> WHAT TO DO
Each record below is to be reproduced without any change.

> STORED ROWS
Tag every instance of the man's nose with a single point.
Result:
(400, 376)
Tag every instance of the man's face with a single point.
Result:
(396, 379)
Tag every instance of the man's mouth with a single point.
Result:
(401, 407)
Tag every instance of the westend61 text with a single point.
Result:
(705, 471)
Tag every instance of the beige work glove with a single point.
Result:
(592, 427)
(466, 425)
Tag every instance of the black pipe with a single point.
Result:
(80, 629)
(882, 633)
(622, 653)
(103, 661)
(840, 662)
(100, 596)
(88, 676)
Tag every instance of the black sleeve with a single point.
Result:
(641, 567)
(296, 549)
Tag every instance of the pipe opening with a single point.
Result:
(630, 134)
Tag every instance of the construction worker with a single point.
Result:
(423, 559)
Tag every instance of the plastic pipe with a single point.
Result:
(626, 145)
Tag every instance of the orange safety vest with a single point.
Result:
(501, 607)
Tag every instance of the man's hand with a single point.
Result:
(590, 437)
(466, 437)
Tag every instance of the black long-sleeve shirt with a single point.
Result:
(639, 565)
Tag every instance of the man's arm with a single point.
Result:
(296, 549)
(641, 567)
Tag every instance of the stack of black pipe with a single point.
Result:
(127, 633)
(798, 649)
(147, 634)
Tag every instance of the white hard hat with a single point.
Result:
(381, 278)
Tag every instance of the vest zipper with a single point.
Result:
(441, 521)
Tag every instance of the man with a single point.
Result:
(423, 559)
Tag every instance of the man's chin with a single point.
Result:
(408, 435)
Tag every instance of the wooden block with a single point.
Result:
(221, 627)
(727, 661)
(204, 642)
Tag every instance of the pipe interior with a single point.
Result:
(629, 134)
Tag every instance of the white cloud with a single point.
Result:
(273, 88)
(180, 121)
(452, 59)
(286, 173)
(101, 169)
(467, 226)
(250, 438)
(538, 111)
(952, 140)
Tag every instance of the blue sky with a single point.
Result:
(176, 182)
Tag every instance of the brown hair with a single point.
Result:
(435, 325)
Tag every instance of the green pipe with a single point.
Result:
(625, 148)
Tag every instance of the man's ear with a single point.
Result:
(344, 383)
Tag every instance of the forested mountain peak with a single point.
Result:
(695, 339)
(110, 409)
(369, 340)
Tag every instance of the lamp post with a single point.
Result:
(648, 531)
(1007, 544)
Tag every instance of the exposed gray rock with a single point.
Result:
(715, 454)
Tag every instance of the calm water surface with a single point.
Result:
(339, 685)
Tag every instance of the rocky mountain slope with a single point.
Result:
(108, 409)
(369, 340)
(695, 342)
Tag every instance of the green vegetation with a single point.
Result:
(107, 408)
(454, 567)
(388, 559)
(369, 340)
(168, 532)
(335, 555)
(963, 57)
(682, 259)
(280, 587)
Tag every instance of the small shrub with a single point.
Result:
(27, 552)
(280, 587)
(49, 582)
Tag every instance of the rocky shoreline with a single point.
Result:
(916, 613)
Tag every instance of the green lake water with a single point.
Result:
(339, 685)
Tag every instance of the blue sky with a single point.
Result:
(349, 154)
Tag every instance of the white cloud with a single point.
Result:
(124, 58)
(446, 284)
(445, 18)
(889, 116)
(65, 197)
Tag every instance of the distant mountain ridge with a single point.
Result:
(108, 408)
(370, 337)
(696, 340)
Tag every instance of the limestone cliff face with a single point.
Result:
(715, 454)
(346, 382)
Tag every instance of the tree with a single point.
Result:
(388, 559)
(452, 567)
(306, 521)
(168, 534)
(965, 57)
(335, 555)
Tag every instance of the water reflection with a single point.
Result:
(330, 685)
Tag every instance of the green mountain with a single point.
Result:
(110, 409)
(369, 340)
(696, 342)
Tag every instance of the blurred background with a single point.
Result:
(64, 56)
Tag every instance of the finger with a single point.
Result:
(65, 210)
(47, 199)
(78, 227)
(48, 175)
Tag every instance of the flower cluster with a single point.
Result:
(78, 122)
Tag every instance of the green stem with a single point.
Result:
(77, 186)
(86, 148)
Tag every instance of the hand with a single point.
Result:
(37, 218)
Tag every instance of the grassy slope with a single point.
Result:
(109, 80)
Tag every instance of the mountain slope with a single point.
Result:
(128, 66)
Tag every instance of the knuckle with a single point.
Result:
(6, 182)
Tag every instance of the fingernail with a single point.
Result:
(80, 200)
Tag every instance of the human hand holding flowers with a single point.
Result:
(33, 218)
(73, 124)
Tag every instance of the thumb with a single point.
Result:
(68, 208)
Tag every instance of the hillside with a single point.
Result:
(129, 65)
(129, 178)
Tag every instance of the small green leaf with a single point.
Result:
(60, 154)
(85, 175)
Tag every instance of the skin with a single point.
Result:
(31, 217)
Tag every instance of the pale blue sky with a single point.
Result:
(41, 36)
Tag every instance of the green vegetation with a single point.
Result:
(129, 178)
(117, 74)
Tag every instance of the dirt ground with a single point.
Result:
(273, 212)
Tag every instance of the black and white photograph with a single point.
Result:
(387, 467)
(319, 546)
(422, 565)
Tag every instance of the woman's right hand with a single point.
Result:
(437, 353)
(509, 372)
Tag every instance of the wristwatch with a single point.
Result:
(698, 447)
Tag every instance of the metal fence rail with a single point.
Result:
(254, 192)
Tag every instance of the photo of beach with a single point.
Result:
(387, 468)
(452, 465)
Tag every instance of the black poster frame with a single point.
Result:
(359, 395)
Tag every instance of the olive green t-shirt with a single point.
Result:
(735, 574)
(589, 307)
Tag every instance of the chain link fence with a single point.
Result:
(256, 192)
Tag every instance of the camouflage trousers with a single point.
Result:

> RESPONSE
Tag every instance of the man's nose with a single point.
Result:
(400, 376)
Tag every instance of the man's face with a single point.
Result:
(396, 379)
Tag every instance of the man's mouth with a single point.
Result:
(401, 407)
Tag every instance of the westend61 text with a single point.
Result:
(705, 471)
Tag every instance of the beige work glove with a single point.
Result:
(592, 427)
(466, 425)
Tag every instance of the black pipe with a single point.
Result:
(80, 629)
(882, 633)
(622, 653)
(103, 661)
(840, 662)
(100, 596)
(88, 676)
Tag every instance of the black sleeve with a single point.
Result:
(641, 567)
(296, 549)
Tag every instance of the pipe opening with a single point.
Result:
(630, 134)
Tag every instance of the construction worker with a single point.
Result:
(423, 559)
Tag every instance of the plastic pipe with a single point.
Result:
(626, 145)
Tag every instance of the orange safety vest with a single point.
Result:
(501, 607)
Tag every instance of the man's hand with a single point.
Result:
(590, 437)
(466, 437)
Tag every instance of the black long-sleeve shirt with a single point.
Result:
(639, 565)
Tag every instance of the man's arm with a single point.
Result:
(296, 549)
(641, 567)
Tag every instance of the stack of black pipe with a single point.
Result:
(127, 633)
(798, 649)
(147, 634)
Tag every instance of the white hard hat with a single point.
Result:
(381, 278)
Tag every instance of the vest zipper with a single point.
Result:
(441, 521)
Tag every instance of the man with a single point.
Result:
(423, 559)
Tag every instance of the man's chin with a single point.
Result:
(408, 435)
Tag every instance of the wooden block with a single point.
Result:
(221, 627)
(727, 661)
(204, 642)
Tag every instance of the pipe interior with a single point.
Result:
(629, 134)
Tag every instance of the white cloud with a single point.
Result:
(273, 88)
(180, 121)
(452, 59)
(286, 173)
(101, 169)
(467, 226)
(250, 438)
(538, 111)
(952, 140)
Tag every instance of the blue sky with a single point.
Result:
(176, 182)
Tag every instance of the brown hair with a single point.
Result:
(435, 325)
Tag every instance of the green pipe with a single point.
Result:
(625, 148)
Tag every instance of the man's ear with a single point.
Result:
(344, 383)
Tag every instance of the forested mountain peak with a single point.
Result:
(695, 339)
(110, 409)
(369, 340)
Tag every instance of the lamp post with a single point.
Result:
(648, 531)
(1007, 544)
Tag every instance of the exposed gray rock with a single point.
Result:
(715, 454)
Tag every instance of the calm water surface with a single point.
Result:
(339, 685)
Tag every instance of the rocky mountain slope with a single point.
Result:
(108, 409)
(369, 340)
(695, 342)
Tag every instance of the green vegetation with a single point.
Result:
(107, 408)
(454, 567)
(388, 559)
(369, 340)
(168, 532)
(335, 555)
(963, 57)
(682, 259)
(280, 587)
Tag every instance of the small shrub with a single point.
Result:
(27, 552)
(280, 587)
(49, 582)
Tag every instance of the rocky shoreline with a single point.
Result:
(916, 613)
Tag every instance of the green lake water with a single point.
Result:
(339, 685)
Tag every instance of the blue sky with a single point.
Result:
(349, 154)
Tag every instance of the white cloud with a single point.
Result:
(124, 58)
(446, 284)
(445, 18)
(889, 116)
(65, 197)
Tag every instance of the distant mountain ridge with a single point.
Result:
(108, 408)
(370, 337)
(696, 340)
Tag every instance of the limestone cliff face with a single point.
Result:
(715, 454)
(346, 382)
Tag every instance of the tree with a single point.
Result:
(388, 559)
(452, 567)
(306, 521)
(168, 534)
(965, 57)
(335, 555)
Tag every instance of the water reflection with a single point.
Result:
(330, 685)
Tag every instance of the green mountain with a single point.
Result:
(110, 409)
(369, 340)
(696, 342)
Tag every instance of the blurred background with a single point.
Result:
(64, 56)
Tag every instance of the finger with a single point.
Result:
(65, 210)
(47, 199)
(78, 227)
(48, 175)
Tag every instance of the flower cluster with a single point.
Result:
(78, 122)
Tag every instance of the green stem with a single point.
Result:
(77, 186)
(86, 148)
Tag every instance of the hand with a single point.
Result:
(37, 218)
Tag every instance of the grassy slope with a single point.
Result:
(109, 80)
Tag every instance of the mountain slope with a single point.
Result:
(128, 66)
Tag every instance of the knuckle with a single point.
Result:
(6, 182)
Tag every instance of the fingernail with a single point.
Result:
(80, 200)
Tag every instance of the human hand holding flowers with a single point.
Result:
(33, 218)
(73, 124)
Tag every instance of the thumb with a single point.
Result:
(68, 208)
Tag every instance of the hillside with a single point.
Result:
(129, 65)
(129, 178)
Tag every instance of the small green leaf with a single point.
Result:
(60, 154)
(85, 175)
Tag every instance of the skin with a single point.
Result:
(31, 217)
Tag every instance of the pale blue sky with a single point.
Result:
(41, 36)
Tag every instance of the green vegetation with a single point.
Result:
(129, 178)
(117, 74)
Tag every instance of the dirt ground with a single point.
Result:
(273, 212)
Tag every instance of the black and white photograph with a single point.
Result:
(387, 467)
(319, 546)
(422, 565)
Tag every instance of the woman's right hand with a single point.
Result:
(437, 353)
(509, 372)
Tag every instance of the wristwatch with a single point.
Result:
(698, 447)
Tag every instance of the metal fence rail with a single point.
Result:
(254, 192)
Tag every instance of the photo of beach with a single point.
Result:
(387, 468)
(452, 465)
Tag every instance of the black poster frame with a single point.
Result:
(359, 395)
Tag every instance of the olive green t-shirt with a single point.
Result:
(735, 574)
(589, 307)
Tag every instance of the chain link fence with a single point.
Result:
(256, 192)
Tag every instance of the camouflage trousers with a single point.
Result:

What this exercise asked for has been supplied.